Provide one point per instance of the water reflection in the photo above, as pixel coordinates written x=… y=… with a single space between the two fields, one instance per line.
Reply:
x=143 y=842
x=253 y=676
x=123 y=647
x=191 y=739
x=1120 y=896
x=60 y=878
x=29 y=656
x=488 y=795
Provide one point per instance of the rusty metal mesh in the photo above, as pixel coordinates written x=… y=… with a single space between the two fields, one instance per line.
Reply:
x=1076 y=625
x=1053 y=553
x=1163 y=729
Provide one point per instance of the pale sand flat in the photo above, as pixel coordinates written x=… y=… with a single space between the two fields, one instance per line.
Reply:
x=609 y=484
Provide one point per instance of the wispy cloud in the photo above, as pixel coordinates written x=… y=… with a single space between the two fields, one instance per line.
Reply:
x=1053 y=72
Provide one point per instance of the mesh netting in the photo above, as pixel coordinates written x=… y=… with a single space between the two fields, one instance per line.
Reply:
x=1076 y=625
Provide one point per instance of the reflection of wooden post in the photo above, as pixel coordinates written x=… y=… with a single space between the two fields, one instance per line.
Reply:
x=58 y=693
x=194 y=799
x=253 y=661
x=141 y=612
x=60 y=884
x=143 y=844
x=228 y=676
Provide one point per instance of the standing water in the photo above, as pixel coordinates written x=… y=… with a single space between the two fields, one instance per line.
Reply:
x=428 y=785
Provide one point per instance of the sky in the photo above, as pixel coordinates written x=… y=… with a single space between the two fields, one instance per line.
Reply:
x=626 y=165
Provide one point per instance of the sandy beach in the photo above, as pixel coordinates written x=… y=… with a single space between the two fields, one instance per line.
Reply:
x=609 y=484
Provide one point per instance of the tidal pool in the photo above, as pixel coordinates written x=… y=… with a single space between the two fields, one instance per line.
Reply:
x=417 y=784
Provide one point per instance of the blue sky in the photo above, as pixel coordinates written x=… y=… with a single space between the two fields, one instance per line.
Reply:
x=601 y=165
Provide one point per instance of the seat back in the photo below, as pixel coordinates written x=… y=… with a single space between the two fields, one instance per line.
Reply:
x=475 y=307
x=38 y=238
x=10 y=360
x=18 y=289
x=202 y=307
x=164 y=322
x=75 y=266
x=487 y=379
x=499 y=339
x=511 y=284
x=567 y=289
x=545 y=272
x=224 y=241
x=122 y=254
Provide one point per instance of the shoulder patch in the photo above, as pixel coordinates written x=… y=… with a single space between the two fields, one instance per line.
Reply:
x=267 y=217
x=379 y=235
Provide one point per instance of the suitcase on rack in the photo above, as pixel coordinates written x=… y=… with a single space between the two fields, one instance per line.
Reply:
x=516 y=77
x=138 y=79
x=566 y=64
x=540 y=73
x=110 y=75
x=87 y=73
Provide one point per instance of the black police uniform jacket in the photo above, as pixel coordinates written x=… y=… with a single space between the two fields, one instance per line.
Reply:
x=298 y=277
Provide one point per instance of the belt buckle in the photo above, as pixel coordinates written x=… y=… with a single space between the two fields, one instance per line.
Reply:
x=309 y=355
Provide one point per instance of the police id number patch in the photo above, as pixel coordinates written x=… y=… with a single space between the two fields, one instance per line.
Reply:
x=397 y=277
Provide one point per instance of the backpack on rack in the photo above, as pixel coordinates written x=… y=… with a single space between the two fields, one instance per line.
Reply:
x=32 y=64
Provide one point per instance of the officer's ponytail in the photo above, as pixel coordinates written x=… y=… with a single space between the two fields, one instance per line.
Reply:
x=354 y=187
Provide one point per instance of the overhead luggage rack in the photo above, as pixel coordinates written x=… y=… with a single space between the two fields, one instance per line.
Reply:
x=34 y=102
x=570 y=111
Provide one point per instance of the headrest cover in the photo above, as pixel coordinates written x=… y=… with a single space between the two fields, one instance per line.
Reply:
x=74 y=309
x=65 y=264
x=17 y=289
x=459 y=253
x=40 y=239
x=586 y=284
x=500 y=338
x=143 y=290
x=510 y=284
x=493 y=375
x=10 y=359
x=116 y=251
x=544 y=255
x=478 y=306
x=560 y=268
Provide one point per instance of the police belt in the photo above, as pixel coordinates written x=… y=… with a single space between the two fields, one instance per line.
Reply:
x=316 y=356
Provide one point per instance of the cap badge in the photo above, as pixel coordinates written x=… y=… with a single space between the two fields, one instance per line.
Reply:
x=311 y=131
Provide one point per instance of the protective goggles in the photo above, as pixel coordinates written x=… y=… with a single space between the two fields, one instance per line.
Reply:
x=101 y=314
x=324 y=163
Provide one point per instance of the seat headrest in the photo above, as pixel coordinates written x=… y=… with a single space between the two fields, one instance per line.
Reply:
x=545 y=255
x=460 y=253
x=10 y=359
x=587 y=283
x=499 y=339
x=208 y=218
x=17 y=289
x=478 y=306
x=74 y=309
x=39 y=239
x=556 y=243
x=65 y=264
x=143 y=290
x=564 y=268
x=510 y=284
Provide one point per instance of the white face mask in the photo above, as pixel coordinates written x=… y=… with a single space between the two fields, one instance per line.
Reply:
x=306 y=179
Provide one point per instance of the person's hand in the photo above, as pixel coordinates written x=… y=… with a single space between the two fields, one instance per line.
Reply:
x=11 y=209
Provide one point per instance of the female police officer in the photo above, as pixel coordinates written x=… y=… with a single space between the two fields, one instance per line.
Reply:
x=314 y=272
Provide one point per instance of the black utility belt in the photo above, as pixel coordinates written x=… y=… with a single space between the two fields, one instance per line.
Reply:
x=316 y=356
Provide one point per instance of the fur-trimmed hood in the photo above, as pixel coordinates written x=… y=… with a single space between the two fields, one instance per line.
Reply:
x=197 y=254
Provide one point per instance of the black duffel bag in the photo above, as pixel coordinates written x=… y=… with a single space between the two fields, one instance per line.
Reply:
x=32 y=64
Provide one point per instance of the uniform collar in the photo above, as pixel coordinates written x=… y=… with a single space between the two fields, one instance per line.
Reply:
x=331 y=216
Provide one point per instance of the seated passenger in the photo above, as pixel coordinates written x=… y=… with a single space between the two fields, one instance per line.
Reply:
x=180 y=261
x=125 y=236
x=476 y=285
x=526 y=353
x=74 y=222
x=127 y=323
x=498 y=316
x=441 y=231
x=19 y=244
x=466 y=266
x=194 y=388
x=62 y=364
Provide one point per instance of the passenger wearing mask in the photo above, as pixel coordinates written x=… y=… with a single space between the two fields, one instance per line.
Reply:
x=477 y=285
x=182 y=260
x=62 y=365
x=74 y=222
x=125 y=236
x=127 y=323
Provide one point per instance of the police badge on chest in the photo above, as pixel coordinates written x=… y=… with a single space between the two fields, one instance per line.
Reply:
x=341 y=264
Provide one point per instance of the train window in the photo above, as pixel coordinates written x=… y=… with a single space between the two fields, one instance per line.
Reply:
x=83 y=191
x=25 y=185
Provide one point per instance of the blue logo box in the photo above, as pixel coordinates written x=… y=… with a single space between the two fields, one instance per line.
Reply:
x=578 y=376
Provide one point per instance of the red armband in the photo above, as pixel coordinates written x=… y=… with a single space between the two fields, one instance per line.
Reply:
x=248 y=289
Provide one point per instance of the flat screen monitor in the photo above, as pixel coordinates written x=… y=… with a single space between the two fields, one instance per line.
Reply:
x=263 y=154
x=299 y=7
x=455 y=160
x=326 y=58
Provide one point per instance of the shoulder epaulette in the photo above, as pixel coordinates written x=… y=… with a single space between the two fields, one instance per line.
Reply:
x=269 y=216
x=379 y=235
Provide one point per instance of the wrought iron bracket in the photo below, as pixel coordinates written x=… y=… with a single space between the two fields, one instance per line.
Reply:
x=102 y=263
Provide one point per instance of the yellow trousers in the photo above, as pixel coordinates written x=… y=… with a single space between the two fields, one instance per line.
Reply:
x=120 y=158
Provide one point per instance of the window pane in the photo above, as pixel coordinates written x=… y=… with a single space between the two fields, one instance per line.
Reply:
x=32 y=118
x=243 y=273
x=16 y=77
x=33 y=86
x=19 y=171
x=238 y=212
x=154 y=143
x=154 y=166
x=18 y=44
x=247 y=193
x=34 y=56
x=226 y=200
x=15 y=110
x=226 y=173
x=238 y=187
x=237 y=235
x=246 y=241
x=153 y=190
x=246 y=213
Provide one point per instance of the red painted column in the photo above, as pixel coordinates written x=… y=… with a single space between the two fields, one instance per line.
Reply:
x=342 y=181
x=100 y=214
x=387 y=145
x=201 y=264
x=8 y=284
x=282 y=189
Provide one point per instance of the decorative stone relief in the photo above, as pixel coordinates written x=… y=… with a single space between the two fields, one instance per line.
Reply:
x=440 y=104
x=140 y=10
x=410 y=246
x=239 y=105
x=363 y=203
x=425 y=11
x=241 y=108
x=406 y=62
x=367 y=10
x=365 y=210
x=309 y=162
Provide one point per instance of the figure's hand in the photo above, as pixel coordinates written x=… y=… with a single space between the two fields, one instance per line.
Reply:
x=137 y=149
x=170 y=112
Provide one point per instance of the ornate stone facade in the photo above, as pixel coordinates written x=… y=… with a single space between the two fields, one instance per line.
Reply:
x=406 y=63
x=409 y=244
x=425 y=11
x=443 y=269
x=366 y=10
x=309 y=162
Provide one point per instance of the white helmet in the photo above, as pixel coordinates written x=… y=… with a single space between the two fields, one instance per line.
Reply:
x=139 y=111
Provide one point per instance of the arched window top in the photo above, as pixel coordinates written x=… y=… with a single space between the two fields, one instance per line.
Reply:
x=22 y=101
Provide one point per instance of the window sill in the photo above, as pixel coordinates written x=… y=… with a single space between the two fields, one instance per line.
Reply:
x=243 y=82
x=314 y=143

= ABOUT THIS EXERCISE =
In the listing above, count every line that contains the word "water" and give the number with no comment.

= ANSWER SPACE =
2